Trwa ładowanie...

Damian Michałowski o najważniejszej roli w swoim życiu: "To dzięki dzieciom zaczęło się na nowo"

 Katarzyna Grzęda-Łozicka
23.06.2020 12:33
Damian Michałowski z dziećmi
Damian Michałowski z dziećmi (Instagram/ojciecredaktor)

Nie bez powodu prowadzi na Instagramie profil Ojciec Redaktor. Damian Michałowski o wychowaniu dzieci wie prawie wszystko. Szczęśliwy tata Henia i Helenki przyznaje, że to dzięki swoim pociechom zaczął nowe życie. Jak sam przyznaje, zawdzięcza im więcej energii, ogromną radość i możliwość poczucia się jak duże dziecko. Czy bycie ojcem wywróciło jego życie do góry nogami?

Prezenter Dzień dobry TVN i Radia ZET w rozmowie z WP Parenting opowiada o niezwykłej więzi z dziećmi, relacjach z żoną po pojawieniu się maluchów i tym, co go najbardziej zaskoczyło w byciu tatą.

Katarzyna Grzęda-Łozicka, WP Parenting: Jakim tatą jest Damian Michałowski - Ojciec Redaktor?

Damian Michałowski, tata Henia i Helenki: To najważniejsza rola w moim życiu. Nie ma nic ważniejszego od bycia tatą. Nawet teraz, gdy rozmawiamy, Henio kręci się pod nogami i jest w gotowości do kolejnej zabawy. Uwielbiam dzieciakom poświęcać dużo czasu!

Zobacz film: "Dopiero podczas porodu okazało się, że będą mieć bliźniaki"

Oczywiście, jeśli zapyta mnie pani czy bywam zmęczony, odpowiem: "a kto nie bywa?". Są chwile, kiedy czuję się wykończony i mam wszystkiego dosyć… Wtedy z odsieczą przybywa żona, która jak już widzi, że życie wychodzi mi uszami, to reaguje. Wtedy potrzebuję chwili dla siebie, tak po prostu, na moment zostać sam. To mi pomaga, szybko się regeneruję i wracam na odpowiednie tory.

Damian Michałowski z dziećmi
Damian Michałowski z dziećmi (Instagram/ojciecredaktor)

Staram się być normalnym tatą. Nie posyłam Henia na codzienne zajęcia dodatkowe - judo, angielski, hiszpański, ceramika, pływanie czy piłka nożna. To nie w moim stylu. Lubię dawać dzieciakom przestrzeń do własnych zabaw, fajnie jak mają okazję też się trochę ponudzić, bo często dzieciaki są przebodźcowane. W naszej rodzinie to raczej ja jestem ten bardziej zasadniczy, a żona pozwala na więcej, ale to tata jest mistrzem zabaw, a mamusia przytulania.

Jaka była pierwsza myśl, kiedy dowiedział się pan, że zostanie ojcem?

◆ ZEBRANY MATERIAŁ ◆
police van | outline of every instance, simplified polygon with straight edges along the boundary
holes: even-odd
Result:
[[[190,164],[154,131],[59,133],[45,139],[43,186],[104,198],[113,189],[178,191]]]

◆ POLECENIE ◆
Jak nazywa się profil, który według wywiadu z Damianem Michałowskim prowadzi on na Instagramie?

◆ WYNIK ◆
Ojciec Redaktor.